More on Z-relations

I have analyzed all sets from 1 - 22tET for their Z-relations to look
for clustering (like I found with 22-tET)

First, below twelve, there are only two sets with Z-relations: 8-tET
has one Z-related pair in C(8,4)-reduced and 10-tET has three Z-
related pairs in C(10,5)-reduced (I wish I had a good name for this,
I am talking about the number of set types (combinatorical sets
reduced for mirror inverse and transposition).

Of note between 12 and 22 are:

14-tET: 7 (septachords) has 96, 6 has 12, 5 has 12. All pairs.
15-tET: 7 has 20, 6 has 50, 5 has 10. All pairs.
17-tET: 8 has 104, 7 has 48, 6 has 32. All pairs.
19-tET: 9 has 312, 8 has 180, 7 has 114 and 6 has 42. All pairs.

The even ones are more complicated and involve triples and quads.

14-tET: All are multiples of 12.
15-tET: All are multiples of 10.
17-tET: All are multiples of 8.
19-tET: All are multiples of 6.

Also, 20-tET: All its doubles are multiples of 8.
13-tET: Has a Z-related pair (in 4, counting as 2 sets) and 2 Z-
related pairs in 6 (counting as 4 sets).

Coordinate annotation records

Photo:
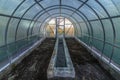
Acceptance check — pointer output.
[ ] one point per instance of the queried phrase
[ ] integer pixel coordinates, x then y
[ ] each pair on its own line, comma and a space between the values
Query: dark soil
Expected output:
34, 66
86, 66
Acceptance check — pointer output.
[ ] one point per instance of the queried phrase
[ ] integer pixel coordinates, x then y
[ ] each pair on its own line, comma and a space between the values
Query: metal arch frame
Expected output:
109, 19
100, 22
80, 7
38, 18
45, 23
71, 20
69, 9
41, 6
113, 28
53, 9
6, 30
21, 19
50, 16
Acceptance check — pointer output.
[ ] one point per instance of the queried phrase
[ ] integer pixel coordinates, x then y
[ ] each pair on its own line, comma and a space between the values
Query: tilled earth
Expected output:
34, 66
86, 66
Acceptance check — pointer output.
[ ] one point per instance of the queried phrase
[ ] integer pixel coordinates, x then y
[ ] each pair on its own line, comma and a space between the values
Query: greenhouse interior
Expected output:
59, 39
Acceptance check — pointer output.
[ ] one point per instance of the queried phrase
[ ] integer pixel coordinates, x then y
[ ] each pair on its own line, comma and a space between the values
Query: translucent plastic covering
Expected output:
97, 23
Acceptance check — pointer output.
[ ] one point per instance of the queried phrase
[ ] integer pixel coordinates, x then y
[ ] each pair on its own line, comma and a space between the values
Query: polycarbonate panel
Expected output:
88, 12
32, 12
20, 11
8, 6
36, 28
3, 23
66, 11
117, 30
54, 11
107, 50
97, 8
22, 29
97, 30
116, 56
43, 17
30, 28
11, 30
108, 31
84, 28
77, 17
73, 3
47, 3
110, 7
117, 4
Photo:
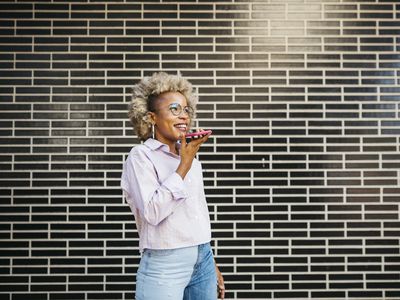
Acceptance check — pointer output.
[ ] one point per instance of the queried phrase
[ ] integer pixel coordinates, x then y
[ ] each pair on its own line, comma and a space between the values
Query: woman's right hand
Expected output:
188, 151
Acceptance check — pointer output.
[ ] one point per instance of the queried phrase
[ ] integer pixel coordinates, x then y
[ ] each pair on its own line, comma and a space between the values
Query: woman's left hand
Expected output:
221, 284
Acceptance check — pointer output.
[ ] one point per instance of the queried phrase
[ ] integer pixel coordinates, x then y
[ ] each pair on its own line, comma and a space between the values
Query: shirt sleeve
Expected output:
155, 201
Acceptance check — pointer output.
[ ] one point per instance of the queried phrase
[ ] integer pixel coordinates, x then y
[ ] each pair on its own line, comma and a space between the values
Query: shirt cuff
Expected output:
176, 186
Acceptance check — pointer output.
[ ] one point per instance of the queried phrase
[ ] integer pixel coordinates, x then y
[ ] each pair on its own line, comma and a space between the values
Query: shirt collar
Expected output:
156, 144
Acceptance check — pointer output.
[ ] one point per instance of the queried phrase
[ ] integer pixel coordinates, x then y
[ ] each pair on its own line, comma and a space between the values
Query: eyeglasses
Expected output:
176, 109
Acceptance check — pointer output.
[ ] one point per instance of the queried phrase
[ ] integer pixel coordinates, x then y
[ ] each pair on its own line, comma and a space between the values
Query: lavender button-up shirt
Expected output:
169, 212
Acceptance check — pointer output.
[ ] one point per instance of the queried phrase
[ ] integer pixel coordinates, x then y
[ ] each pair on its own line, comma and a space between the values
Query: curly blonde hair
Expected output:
145, 93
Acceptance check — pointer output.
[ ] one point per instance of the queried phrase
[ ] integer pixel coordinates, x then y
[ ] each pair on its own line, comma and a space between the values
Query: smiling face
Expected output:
168, 126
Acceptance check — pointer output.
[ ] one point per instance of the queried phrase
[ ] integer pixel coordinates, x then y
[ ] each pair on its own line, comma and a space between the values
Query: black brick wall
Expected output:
302, 172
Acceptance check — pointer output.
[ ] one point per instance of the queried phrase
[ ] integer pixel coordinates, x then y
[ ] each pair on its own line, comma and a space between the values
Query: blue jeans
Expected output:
175, 274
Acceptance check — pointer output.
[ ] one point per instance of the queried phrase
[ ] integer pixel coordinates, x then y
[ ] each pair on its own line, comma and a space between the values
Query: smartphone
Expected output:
199, 133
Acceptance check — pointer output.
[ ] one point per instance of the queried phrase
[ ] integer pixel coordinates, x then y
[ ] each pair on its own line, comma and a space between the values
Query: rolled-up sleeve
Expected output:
153, 199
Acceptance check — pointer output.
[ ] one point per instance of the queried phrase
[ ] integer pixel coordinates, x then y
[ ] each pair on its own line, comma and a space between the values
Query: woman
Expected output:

▸ **Task instructions**
Write the next part of the post on Z-relations, starting right after its last sentence.

▸ **In response**
12-tET: 6 has 30, (15 pairs), 5 has 6 (3 pairs) 4 has 2 (1 pair).
It's interesting to note that this matches C(10,5)-reduced with
3 pairs and C(8,4)-reduced with 1 pair.

I will update the files section with a nice spreadsheet.

So far, 22-tET is the only "nice" ET with Z-related triples (quads
and sextets)...

My goal is to find a set of formulas that calculates Z-relations for
any set size. Might not be possible, but I am hopeful. Usually Z-
relations can be found as transformations (like M5 symmetry) or
complementability (like the 15 complementary pairs in C(12,6)-reduced
(or should I say, set types?)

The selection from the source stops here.